*** SELECTED PASSAGE ***
6L2439 was replaced by 87AA 5440 for me.

We had dedicated .22LR kit guns - that never saw 7.62, until SARP - then we shoot the crap out of them.

I didn't learn until 1988 on my SAIC that the buttstock sizing on the C1A1 actually mattered - going to a Short buttstock from an XL managed to tame my chipmunk cheeks significantly.

Later when I got a old Aussie L1A1 I got some beautiful unissued CF wood - and the N (Normal) buttstock fit perfectly (I was several inches taller than I was at 18 and many pounds heavier.

Having shot people with both 7.62 and 5.56mm, I generally lean towards 5.56mm unless I have longer ranges (and not ball ammo).


----------



## OldTanker (24 Sep 2021)

The FNC1A1 had a life-changing impact on my life. In 1972 I was a militia corporal running a basic training course. I had two female recruits in my section, G and C. G was the better looking of the two, in a German barmaid sort of way, although C was no slouch in the looks department. I, being totally superficial at that age (18) developed a crush on G, or at least parts of her anatomy. Until we went to the range. I put them through the normal introductory serials on the FN and after the shoot when we were cleaning the weapons, G whined incessantly about how sore her face was and please, Cpl, could you help me with this terrible pull-through that is caught in my barrel? Sheesh. C, on the other hand, never uttered a word of complaint, cleaned her rifle competently and got on with it. I realized there was more to life than a barmaid figure. C and I have been married for 47 years. Thank you FNC1!


----------



## medicineman (24 Sep 2021)

I actually cannot remember the SN of my C1 from Cornwallis...though I do remember the young lady on the firing lane next to me in Granville who somersaulted backwards during an engagement from the kneeling position during our respirator shoot.  The look on the RSO's face was priceless...as was the screeching sound of "STOP STOP STOP!!!".  Even funnier was watching the tiniest person in my platoon trying a C2 shoot from 200m - one burst, 1 round might have got to the target, remainder hit all the firing points between us and it, as the butt to arm ratio was inverse to what it should have been.

I had fired the .22 insert maybe once before, but most of the time I saw it used with Cadets - helped some out on the range up in Whitehorse one summer when I was working there.


----------



## Old Sweat (24 Sep 2021)

I recall the C1s, and later the C1A1s, had different stock lengths indicated by a S, M, L, or XL on the bottom of the stock just aft of where it joined the body. Personal opinion: something was wrong as I have relatively short arms, but rated a XL stop length by the fit test in the QM. And chipmunk cheek describes my face after a day on the ranges. My time on the ranks was fairly short and I qualified first class in Fall 59 and marksman in Fall 60. I wore crossed rifles and crown for no more that a week or two before I was promoted to officer cadet and went on officer training.
*** End of SELECTED PASSAGE ***
*** GIVEN ENTRIES ***
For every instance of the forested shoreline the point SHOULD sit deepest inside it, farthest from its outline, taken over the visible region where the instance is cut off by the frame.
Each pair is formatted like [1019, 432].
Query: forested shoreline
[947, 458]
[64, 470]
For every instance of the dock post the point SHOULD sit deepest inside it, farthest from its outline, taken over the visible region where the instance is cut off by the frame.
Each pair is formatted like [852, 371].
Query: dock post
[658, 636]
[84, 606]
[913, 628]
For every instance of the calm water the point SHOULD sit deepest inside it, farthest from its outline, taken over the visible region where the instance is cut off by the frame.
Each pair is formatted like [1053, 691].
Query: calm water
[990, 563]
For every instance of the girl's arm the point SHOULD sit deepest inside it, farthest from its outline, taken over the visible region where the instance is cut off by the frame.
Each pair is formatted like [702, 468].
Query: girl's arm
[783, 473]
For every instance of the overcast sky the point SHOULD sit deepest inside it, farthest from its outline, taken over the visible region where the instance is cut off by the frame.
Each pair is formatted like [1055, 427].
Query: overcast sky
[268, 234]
*** End of GIVEN ENTRIES ***
WORK ITEM: Continue the forum thread about the FN C1 rifle from where it stops.

ANSWER TO THE EXERCISE:
It seems to me the C1A1 was an attempt to fix the stock length as well as some other things, like going to a two piece firing pin, but that was six decades ago, son no guarantees.


----------



## Haggis (24 Sep 2021)

1L9758. Long buttstock.  Man, I loved that rifle.  The feel and the smell was something else.  I was a pretty good shot with her.  I wonder if she went to the smelter?


----------



## FJAG (24 Sep 2021)

Me and mine in our glamour shot on BOTC - damn'd if I can remember it's number:



🍻


----------



## mariomike (24 Sep 2021)

FJAG said:


> Me and mine in our glamour shot on BOTC - damn'd if I can remember it's number:
> 
> View attachment 66610
> 
> 🍻


“This is my rifle. There are many like it, but this one is mine.

My rifle is my best friend. It is my life. I must master it as I must master my life.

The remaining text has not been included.